-- Page extract start --
# Cross-Dataset Validation for Fake News Detection

This notebook implements cross-dataset validation by training a fake news detection model on the BuzzFeed dataset and testing it on the PolitiFact dataset.

This approach helps evaluate how well the model generalizes to new sources, which is crucial for real-world applications.

## 1. Import Libraries

In [None]:
import pandas as pd
import numpy as np
from sklearn.feature_extraction.text import TfidfVectorizer
from sklearn.linear_model import LogisticRegression
from sklearn.metrics import classification_report, confusion_matrix, accuracy_score
import matplotlib.pyplot as plt
import seaborn as sns

# Set style for plots
sns.set_style('whitegrid')
plt.rcParams['figure.figsize'] = (10, 6)

## 2. Load and Prepare Data

We'll load two datasets:
- BuzzFeed dataset for training
- PolitiFact dataset for testing

In [None]:
# Load BuzzFeed datasets for training
bf_fake_df = pd.read_csv("../data/BuzzFeed_fake_news_content.csv")
bf_real_df = pd.read_csv("../data/BuzzFeed_real_news_content.csv")

# Load PolitiFact datasets for testing
pf_fake_df = pd.read_csv("../data/PolitiFact_fake_news_content.csv")
pf_real_df = pd.read_csv("../data/PolitiFact_real_news_content.csv")

# Print the sizes of each dataset
print(f"BuzzFeed fake news: {len(bf_fake_df)} articles")
print(f"BuzzFeed real news: {len(bf_real_df)} articles")
print(f"PolitiFact fake news: {len(pf_fake_df)} articles")
print(f"PolitiFact real news: {len(pf_real_df)} articles")

## 3. Add Labels and Combine Datasets

In [None]:
# Add labels to the datasets
bf_fake_df['label'] = 1  # 1 for fake news
bf_real_df['label'] = 0  # 0 for real news
pf_fake_df['label'] = 1
pf_real_df['label'] = 0

# Combine BuzzFeed datasets for training
bf_combined_df = pd.concat([bf_fake_df, bf_real_df], ignore_index=True)
# Shuffle the data
bf_combined_df = bf_combined_df.sample(frac=1, random_state=42).reset_index(drop=True)

# Combine PolitiFact datasets for testing
pf_combined_df = pd.concat([pf_fake_df, pf_real_df], ignore_index=True)
# Shuffle the data
pf_combined_df = pf_combined_df.sample(frac=1, random_state=42).reset_index(drop=True)

## 4. Feature Engineering

Create a combined text feature that includes both the title and content.

In [None]:
# Create a combined text field from title and content
bf_combined_df['combined_text'] = bf_combined_df['title'].fillna('') + ' ' + bf_combined_df['text'].fillna('')
pf_combined_df['combined_text'] = pf_combined_df['title'].fillna('') + ' ' + pf_combined_df['text'].fillna('')
-- Page extract end --
### Work to complete
In the notebook on cross-dataset validation, which dataset is used to test the model? The lines after this point come from a different source.
-- Supplied information start --
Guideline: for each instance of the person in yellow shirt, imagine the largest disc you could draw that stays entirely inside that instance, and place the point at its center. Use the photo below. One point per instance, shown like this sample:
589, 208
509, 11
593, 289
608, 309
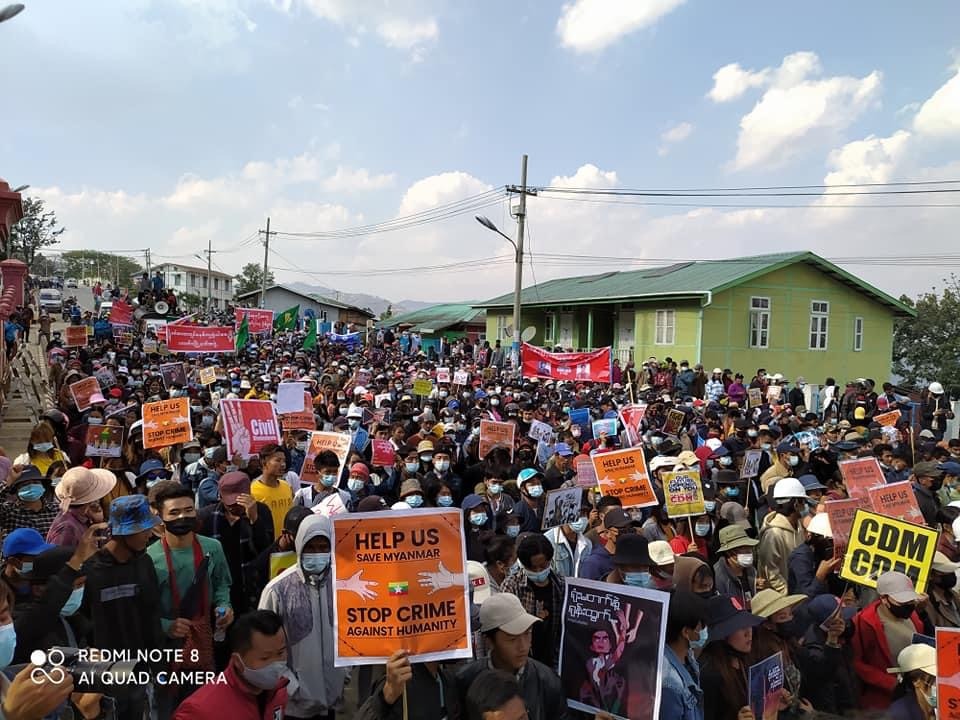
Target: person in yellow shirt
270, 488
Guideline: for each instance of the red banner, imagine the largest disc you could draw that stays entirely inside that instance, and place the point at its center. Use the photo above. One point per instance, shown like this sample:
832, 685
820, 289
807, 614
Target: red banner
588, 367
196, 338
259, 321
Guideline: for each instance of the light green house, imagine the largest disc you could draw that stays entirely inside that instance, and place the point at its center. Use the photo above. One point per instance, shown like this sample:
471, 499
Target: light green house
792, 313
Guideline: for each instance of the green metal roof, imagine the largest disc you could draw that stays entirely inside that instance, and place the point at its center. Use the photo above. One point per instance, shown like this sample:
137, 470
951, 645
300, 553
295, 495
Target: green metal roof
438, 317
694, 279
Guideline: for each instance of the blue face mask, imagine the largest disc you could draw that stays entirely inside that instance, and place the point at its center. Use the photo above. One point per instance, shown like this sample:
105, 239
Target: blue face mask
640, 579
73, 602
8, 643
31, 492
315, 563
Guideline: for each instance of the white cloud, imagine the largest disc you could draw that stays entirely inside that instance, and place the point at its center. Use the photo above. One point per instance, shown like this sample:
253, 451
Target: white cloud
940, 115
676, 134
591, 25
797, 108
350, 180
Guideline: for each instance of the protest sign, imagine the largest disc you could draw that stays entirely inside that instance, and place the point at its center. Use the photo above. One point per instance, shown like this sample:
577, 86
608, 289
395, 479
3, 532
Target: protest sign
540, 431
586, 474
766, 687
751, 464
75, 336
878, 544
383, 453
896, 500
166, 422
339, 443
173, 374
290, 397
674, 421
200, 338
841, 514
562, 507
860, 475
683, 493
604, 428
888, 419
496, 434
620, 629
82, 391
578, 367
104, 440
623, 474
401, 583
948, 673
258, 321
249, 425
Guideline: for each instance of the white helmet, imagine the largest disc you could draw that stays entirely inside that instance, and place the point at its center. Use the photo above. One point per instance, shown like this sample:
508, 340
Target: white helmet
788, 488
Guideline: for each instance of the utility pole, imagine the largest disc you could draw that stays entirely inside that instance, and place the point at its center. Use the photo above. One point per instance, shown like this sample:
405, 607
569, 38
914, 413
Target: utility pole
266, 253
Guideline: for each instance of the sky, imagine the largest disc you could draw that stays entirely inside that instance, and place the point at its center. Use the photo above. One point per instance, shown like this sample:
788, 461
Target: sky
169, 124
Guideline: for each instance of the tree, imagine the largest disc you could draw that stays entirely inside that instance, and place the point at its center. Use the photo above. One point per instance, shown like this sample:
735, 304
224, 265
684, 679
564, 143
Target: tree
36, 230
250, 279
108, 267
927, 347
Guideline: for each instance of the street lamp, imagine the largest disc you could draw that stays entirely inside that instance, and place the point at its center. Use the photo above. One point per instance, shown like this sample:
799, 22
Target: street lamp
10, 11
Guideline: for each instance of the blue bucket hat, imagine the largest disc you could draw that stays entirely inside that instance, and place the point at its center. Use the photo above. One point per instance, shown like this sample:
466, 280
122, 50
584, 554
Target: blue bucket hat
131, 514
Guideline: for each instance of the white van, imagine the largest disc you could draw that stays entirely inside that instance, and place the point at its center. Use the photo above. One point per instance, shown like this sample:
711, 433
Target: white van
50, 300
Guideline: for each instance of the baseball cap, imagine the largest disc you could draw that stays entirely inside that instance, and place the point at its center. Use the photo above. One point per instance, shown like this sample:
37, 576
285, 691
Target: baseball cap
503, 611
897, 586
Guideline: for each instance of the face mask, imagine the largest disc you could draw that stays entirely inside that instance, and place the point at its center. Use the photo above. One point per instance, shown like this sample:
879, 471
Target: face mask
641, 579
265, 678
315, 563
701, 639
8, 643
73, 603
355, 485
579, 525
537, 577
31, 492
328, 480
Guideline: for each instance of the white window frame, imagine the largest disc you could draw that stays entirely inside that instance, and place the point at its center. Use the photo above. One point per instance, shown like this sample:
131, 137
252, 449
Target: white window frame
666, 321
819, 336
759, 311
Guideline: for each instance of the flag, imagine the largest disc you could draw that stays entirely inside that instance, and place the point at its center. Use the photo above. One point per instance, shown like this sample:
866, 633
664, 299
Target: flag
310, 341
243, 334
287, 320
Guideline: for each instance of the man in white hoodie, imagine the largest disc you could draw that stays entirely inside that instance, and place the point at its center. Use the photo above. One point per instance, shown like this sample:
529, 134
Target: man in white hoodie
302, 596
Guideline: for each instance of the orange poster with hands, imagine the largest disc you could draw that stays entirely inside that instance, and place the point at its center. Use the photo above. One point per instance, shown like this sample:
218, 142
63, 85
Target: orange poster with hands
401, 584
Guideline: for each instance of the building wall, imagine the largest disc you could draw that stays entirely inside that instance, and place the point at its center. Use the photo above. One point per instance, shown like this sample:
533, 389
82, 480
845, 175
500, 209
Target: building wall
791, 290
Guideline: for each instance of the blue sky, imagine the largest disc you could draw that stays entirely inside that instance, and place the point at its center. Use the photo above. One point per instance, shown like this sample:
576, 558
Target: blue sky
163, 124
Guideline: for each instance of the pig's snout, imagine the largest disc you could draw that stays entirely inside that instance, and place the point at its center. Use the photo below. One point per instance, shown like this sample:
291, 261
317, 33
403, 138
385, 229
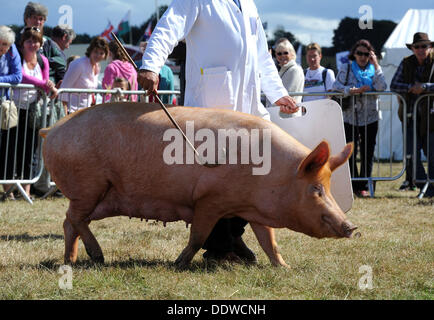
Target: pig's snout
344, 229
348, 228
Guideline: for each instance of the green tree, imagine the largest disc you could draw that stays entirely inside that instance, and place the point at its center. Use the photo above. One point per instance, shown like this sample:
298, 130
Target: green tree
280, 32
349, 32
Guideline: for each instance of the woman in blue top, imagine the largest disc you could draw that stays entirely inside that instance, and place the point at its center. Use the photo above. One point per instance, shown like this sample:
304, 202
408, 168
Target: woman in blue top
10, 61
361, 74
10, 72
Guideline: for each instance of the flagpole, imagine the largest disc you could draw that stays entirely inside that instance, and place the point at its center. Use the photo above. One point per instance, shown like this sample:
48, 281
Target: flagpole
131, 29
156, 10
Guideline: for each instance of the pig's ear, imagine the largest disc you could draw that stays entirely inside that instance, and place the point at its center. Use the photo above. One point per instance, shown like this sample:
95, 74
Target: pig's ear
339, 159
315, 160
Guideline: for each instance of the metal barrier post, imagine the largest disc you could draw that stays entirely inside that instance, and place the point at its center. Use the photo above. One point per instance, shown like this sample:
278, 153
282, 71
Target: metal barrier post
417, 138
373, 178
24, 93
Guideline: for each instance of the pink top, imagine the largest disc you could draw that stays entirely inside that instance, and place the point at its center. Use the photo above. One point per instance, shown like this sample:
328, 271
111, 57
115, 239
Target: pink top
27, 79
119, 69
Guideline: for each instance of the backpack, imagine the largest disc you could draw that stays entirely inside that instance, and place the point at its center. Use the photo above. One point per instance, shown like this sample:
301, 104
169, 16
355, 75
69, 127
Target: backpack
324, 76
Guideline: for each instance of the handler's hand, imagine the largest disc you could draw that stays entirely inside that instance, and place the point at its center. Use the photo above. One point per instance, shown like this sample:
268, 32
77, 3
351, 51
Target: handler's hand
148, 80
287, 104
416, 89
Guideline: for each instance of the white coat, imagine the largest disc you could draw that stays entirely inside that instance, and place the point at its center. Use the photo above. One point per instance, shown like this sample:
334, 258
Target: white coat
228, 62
-- Supplied information end --
### Reply to the exercise
The PolitiFact dataset.